**Task directions:** Resume the forum thread below about how fast a child's riding lessons should progress, writing on from its last line.

**Page excerpt:**
# how quickly should my childs riding lessons progress



## emilycat (15 December 2017)

Hi
i was just looking for some advice. my daughter has been having horse riding lessons every week for about 15 months and i was just wondering how lessons should be progresing. shes been confidently cantering for at least 6 months. she rides a different horse pretty much every week and is at a lovely school. but the lessons havent really gone on from there. the lesson is pretty much the same every week. they walk and trot around the school, change rein, change places in the ride and trot through poles( though some weeks the poles arent used and its just walk @trot). the lesson usually ends with a few rounds of cantering. and its been like this for months. about 8 months ago the teacher was rising half a pole up and they were trotting over that. but that hasnt happened for a long time now. i just feel like theres not really any progression going on at the moment. is this normal.? my daughter has taken to lessons really well and so far has picked everything up very quickly. I guess im just wondering is this average for what she should be doing at 15 months of lessons?


----------



## Theocat (15 December 2017)

**Data rows:**
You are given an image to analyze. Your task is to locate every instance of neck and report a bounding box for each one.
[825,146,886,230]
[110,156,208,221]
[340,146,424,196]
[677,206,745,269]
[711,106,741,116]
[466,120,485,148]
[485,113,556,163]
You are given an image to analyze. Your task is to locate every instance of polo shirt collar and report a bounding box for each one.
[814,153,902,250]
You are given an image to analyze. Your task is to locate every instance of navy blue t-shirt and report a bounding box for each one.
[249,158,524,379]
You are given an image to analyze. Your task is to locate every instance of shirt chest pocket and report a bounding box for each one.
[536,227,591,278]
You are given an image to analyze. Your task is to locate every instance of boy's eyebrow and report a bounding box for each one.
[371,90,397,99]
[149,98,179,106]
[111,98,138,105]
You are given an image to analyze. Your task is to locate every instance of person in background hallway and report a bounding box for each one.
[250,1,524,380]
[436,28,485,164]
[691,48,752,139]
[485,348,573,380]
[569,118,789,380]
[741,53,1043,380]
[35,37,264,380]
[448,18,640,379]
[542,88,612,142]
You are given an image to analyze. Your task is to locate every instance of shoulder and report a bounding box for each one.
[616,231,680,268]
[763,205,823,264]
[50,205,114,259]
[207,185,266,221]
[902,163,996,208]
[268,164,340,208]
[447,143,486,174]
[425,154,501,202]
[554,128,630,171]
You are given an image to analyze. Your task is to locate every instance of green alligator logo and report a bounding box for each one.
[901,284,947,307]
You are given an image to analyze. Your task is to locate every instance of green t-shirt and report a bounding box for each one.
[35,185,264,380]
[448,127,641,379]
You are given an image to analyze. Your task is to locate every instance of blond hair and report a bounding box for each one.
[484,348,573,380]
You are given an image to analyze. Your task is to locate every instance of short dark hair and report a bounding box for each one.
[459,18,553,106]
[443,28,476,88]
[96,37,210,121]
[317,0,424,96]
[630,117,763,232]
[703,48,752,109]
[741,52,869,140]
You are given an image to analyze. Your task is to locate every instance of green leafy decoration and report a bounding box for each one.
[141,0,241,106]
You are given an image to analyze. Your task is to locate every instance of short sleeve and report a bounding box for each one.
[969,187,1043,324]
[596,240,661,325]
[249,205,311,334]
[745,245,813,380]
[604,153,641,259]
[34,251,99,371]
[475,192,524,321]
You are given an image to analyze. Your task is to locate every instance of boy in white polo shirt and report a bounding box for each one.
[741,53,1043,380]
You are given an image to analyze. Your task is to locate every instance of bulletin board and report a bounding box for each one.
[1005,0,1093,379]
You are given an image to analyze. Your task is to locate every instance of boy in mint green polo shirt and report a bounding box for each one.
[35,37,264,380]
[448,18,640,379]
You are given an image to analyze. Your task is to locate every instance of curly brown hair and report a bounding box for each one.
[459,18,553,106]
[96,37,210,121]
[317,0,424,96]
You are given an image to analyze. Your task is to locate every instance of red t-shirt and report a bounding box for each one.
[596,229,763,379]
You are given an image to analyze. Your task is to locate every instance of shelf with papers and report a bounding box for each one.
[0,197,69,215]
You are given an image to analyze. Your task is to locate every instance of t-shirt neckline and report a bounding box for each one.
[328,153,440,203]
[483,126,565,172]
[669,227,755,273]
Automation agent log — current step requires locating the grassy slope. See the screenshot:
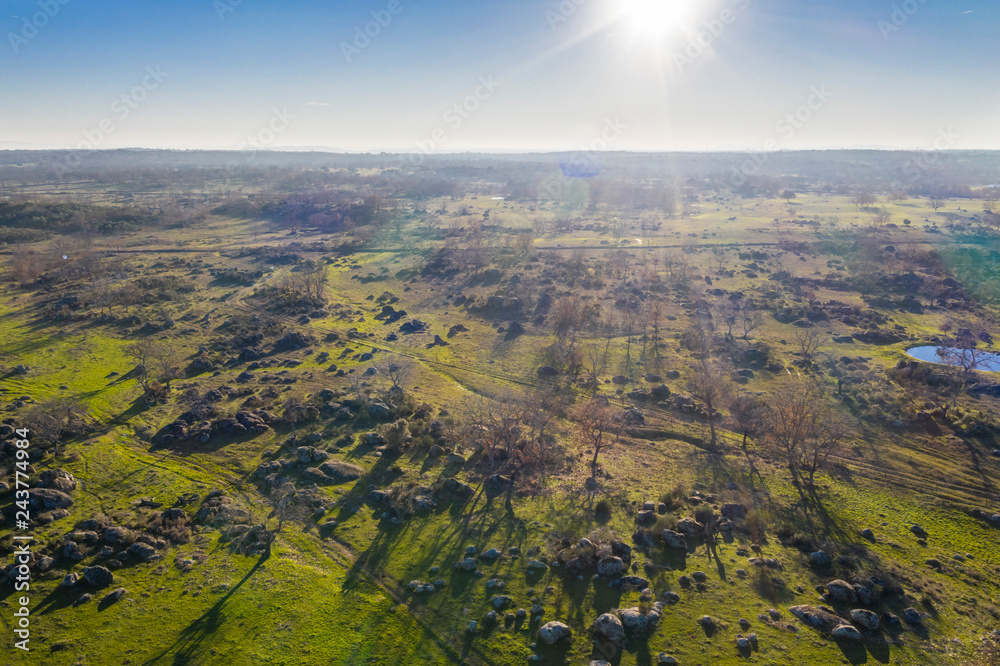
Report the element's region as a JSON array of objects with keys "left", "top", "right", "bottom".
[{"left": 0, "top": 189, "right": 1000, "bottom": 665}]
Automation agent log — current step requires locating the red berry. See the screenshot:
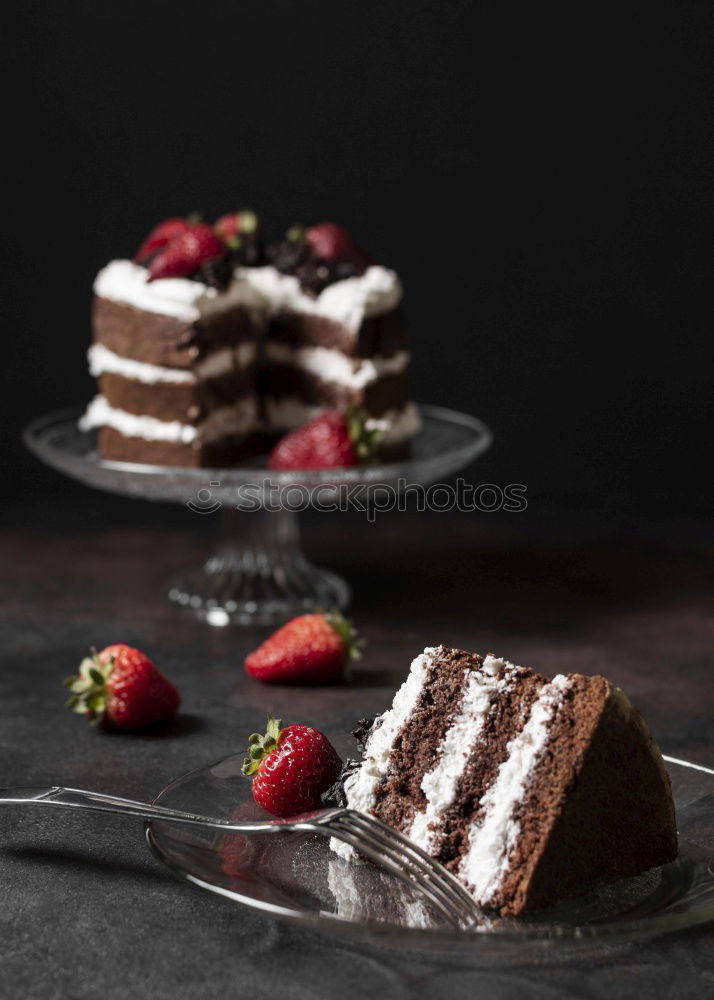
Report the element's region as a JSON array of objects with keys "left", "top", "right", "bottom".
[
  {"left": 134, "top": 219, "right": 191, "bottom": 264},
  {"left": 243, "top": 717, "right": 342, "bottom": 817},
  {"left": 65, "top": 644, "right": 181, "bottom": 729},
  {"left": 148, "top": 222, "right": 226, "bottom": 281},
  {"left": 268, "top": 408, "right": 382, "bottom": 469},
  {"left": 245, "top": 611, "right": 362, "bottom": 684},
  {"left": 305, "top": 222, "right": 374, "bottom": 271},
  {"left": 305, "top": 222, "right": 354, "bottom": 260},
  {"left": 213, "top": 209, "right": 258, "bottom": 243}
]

---

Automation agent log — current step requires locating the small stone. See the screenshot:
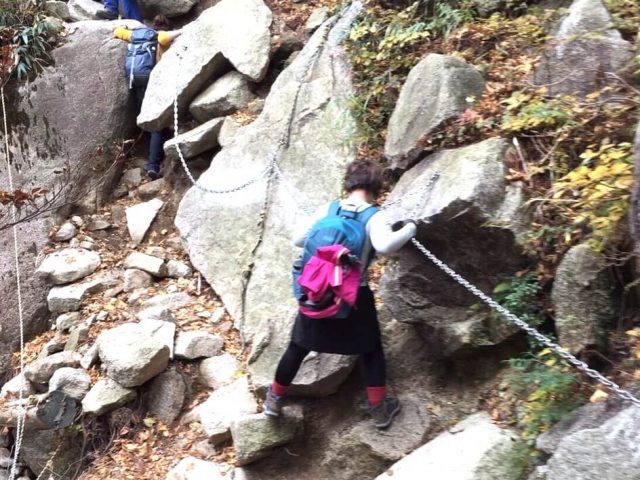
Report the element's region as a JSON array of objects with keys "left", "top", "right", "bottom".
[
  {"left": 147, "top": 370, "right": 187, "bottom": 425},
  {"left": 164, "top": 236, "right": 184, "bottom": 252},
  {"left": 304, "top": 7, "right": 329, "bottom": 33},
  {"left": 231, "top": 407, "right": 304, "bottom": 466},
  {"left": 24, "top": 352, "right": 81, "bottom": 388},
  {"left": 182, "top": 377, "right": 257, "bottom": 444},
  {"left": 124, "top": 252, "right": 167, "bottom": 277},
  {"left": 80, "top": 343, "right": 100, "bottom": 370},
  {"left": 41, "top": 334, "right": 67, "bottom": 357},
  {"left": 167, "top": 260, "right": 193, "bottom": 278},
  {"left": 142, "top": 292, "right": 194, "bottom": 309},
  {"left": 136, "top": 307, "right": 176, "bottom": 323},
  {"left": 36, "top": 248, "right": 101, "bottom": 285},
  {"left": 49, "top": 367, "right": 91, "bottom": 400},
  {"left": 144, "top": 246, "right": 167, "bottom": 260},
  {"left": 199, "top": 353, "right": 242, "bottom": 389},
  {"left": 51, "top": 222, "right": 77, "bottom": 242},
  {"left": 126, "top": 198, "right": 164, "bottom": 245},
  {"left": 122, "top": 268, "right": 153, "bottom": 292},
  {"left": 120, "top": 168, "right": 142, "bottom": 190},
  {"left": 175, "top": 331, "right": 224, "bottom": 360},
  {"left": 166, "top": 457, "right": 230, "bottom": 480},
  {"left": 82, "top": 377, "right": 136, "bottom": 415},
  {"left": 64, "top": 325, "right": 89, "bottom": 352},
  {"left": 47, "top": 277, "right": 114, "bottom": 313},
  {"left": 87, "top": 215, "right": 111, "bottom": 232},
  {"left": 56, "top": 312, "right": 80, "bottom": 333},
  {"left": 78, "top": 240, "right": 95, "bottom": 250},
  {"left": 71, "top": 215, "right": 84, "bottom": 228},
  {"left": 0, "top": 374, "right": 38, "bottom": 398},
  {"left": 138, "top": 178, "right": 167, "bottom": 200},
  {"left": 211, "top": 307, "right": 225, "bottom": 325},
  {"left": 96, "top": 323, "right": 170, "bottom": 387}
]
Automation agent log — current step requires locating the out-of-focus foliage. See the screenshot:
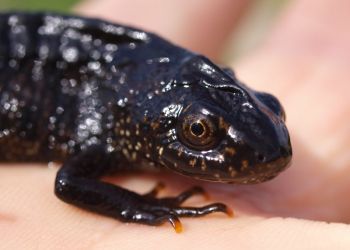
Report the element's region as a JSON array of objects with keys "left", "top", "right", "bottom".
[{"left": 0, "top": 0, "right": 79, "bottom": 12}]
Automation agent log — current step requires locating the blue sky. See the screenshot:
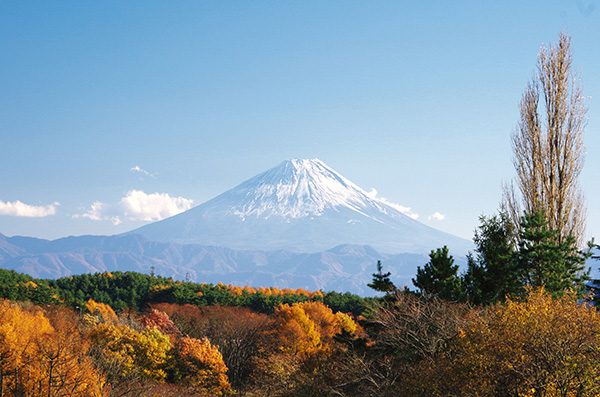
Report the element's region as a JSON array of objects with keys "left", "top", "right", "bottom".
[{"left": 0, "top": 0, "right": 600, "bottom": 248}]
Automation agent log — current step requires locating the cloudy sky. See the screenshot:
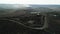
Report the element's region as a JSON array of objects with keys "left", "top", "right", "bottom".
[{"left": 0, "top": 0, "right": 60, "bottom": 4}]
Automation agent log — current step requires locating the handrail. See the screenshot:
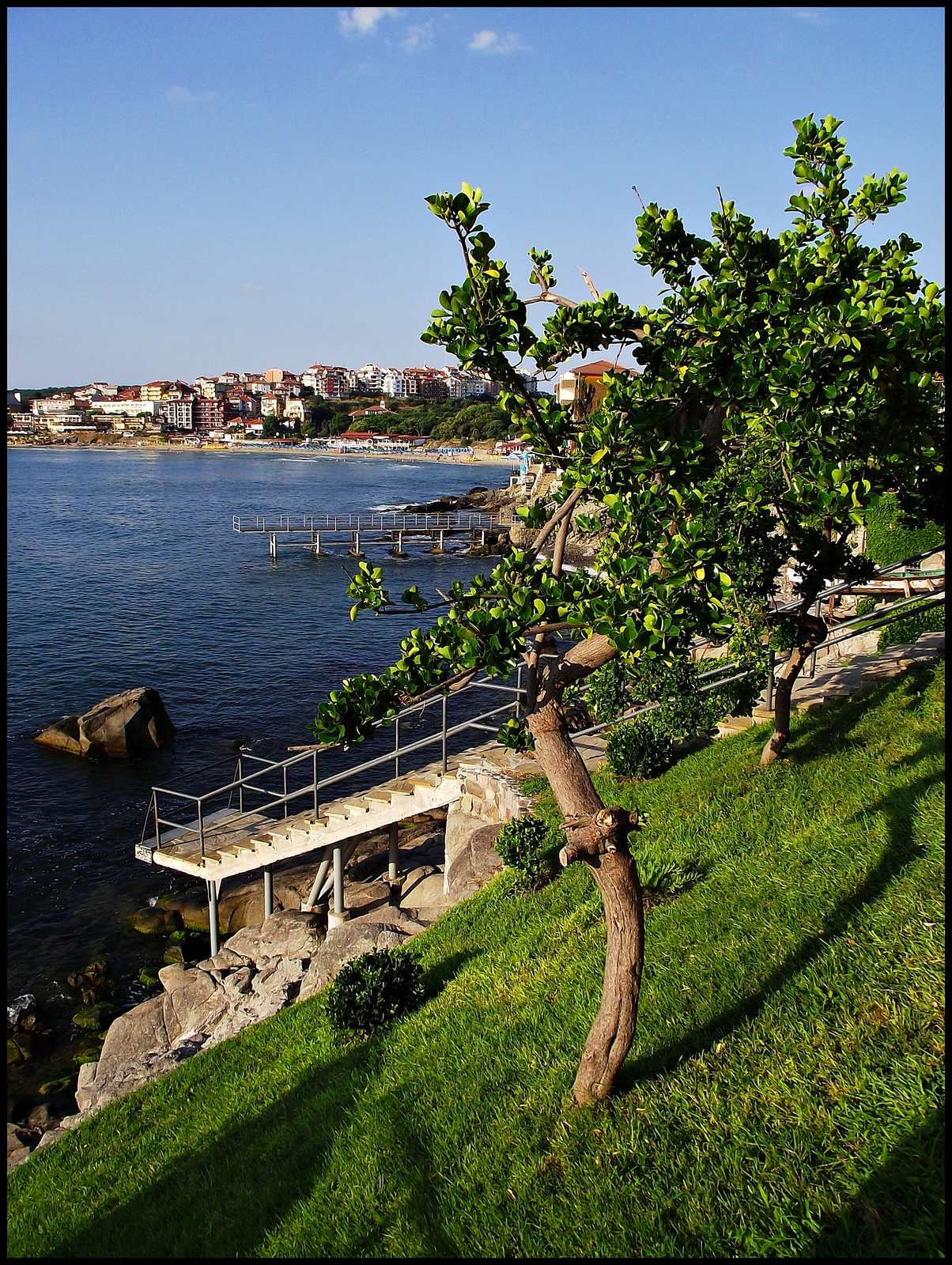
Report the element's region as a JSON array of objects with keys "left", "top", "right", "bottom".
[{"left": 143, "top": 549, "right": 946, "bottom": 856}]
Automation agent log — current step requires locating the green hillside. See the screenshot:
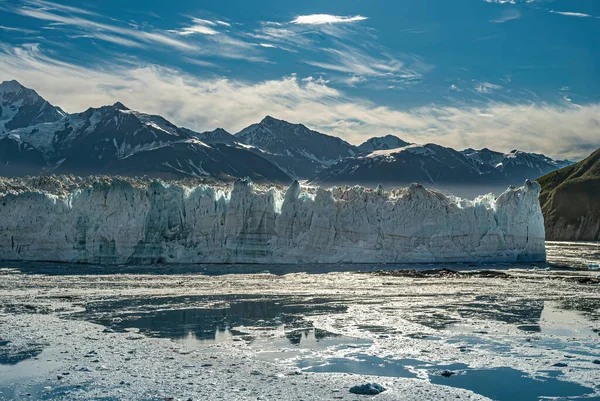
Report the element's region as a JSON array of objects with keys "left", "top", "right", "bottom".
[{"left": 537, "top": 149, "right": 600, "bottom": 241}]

**Response:**
How old is your daughter? Is she well balanced? Is she able to independently steer and stop in walk trot and canter? I'd expect that by now and, once established, I'd expect jumping to be introduced. It is worth having a chat with the school - it could be that the (for example) 11am lesson is Beginner / Novice, and she needs to change time to "move up", and they've failed to tell you that. Or it could be that the instructor isn't very good, or that your daughter isn't very balanced, or that another child in the lesson is holding the group back.

I would have a word with the instructor/ owner, and be prepared to switch lessons or schools. Private lessons are a good way to progress, but not much fun for younger children.


----------



## Sussexbythesea (15 December 2017)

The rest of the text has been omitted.